What is needed: Whenever a line below includes "stainless", add it to the tally, then give the total and nothing more.

+===+

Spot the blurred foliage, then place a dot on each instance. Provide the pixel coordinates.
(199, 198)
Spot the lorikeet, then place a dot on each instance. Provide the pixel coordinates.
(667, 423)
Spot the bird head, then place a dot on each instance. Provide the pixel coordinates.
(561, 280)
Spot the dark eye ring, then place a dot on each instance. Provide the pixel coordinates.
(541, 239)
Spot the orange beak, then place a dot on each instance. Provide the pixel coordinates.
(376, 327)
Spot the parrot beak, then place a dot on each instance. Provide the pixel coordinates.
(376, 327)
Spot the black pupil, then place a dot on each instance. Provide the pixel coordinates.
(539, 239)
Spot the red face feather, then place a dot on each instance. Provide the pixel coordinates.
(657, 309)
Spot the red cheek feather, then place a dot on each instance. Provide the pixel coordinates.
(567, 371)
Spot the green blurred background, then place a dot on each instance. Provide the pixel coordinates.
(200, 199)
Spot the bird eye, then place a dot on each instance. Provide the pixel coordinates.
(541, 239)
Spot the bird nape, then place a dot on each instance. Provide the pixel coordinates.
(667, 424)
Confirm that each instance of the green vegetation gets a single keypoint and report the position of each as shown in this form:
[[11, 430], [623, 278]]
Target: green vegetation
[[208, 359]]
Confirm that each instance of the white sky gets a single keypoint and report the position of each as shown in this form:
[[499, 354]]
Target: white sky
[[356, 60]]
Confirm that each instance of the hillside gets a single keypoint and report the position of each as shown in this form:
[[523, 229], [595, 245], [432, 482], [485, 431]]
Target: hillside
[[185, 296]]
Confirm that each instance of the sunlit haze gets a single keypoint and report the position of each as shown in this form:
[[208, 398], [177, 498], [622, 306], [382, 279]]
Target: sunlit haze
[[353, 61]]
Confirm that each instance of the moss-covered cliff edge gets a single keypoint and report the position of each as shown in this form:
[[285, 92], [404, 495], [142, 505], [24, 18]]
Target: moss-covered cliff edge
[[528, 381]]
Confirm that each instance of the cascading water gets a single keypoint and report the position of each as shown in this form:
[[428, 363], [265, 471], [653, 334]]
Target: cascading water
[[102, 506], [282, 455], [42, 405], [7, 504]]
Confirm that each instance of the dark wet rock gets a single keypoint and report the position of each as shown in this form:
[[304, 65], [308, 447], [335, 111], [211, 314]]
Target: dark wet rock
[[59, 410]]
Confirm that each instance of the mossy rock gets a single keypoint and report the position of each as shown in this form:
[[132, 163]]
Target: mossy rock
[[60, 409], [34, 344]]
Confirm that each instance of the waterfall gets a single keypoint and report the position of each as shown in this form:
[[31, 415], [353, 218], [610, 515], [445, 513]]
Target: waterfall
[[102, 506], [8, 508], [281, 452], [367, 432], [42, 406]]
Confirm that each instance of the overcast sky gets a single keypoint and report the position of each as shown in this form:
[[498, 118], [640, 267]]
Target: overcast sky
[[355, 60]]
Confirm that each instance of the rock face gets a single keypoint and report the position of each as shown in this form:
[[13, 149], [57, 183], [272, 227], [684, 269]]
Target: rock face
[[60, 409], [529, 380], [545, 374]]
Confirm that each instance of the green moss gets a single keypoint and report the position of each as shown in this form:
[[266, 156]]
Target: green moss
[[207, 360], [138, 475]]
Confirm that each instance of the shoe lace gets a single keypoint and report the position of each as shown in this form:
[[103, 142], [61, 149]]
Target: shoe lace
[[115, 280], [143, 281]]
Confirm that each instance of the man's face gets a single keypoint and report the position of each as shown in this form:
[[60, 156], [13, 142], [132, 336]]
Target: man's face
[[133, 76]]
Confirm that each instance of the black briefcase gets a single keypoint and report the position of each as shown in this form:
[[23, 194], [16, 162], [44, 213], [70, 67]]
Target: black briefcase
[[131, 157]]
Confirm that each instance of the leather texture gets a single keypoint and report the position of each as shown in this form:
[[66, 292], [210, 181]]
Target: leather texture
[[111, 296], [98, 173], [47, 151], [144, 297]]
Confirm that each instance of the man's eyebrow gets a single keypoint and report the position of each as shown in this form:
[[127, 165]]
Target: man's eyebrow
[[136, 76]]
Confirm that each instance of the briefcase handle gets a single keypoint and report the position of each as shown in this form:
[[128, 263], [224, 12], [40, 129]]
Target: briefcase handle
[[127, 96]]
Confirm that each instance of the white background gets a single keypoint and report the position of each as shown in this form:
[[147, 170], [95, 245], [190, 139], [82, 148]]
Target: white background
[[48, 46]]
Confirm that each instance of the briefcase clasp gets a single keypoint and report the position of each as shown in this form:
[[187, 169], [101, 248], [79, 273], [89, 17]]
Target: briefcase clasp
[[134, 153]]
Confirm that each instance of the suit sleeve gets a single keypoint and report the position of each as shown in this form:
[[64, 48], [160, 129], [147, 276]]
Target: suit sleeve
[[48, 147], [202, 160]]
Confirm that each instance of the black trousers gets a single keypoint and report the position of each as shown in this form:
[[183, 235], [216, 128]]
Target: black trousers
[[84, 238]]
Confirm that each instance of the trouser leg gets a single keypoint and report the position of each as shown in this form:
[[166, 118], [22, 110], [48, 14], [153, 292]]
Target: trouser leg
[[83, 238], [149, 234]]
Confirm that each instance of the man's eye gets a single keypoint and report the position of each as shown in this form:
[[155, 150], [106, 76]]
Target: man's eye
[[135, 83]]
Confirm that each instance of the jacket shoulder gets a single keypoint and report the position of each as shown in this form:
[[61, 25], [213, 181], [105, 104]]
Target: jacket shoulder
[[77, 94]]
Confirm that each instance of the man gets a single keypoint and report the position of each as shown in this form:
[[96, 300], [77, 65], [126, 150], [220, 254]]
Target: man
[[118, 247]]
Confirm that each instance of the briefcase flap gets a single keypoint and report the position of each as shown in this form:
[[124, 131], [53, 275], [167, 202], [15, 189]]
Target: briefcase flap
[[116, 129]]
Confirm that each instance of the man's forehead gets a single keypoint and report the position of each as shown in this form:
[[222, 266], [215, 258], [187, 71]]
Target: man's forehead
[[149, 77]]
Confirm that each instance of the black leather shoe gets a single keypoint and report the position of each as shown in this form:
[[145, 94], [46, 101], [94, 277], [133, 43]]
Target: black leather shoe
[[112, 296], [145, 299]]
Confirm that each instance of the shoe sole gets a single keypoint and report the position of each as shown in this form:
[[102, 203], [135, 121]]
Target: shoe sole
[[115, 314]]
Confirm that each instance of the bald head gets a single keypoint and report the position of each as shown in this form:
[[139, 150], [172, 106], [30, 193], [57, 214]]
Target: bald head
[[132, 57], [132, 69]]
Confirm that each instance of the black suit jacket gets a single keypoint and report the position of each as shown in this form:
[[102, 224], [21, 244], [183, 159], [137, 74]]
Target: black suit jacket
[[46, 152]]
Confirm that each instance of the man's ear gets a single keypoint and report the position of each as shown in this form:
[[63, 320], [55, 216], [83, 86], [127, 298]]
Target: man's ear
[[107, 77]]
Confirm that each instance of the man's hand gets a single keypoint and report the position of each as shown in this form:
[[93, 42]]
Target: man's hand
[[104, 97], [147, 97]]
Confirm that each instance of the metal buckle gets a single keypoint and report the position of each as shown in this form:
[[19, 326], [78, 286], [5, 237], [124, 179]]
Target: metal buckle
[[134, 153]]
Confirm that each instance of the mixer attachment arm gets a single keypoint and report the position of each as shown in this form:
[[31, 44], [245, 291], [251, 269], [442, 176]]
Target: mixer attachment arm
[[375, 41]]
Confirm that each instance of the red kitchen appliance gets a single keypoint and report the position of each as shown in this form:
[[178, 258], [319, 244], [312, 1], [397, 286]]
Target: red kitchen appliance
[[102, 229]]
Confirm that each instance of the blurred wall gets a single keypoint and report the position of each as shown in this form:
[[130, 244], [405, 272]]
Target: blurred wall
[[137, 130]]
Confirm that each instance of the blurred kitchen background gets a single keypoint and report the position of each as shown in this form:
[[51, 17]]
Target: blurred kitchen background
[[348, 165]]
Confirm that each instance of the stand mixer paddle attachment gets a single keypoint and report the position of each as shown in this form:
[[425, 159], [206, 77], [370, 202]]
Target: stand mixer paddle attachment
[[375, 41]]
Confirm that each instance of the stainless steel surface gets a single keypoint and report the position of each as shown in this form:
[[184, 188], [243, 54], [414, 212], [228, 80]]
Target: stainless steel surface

+===+

Solution to this exercise: 2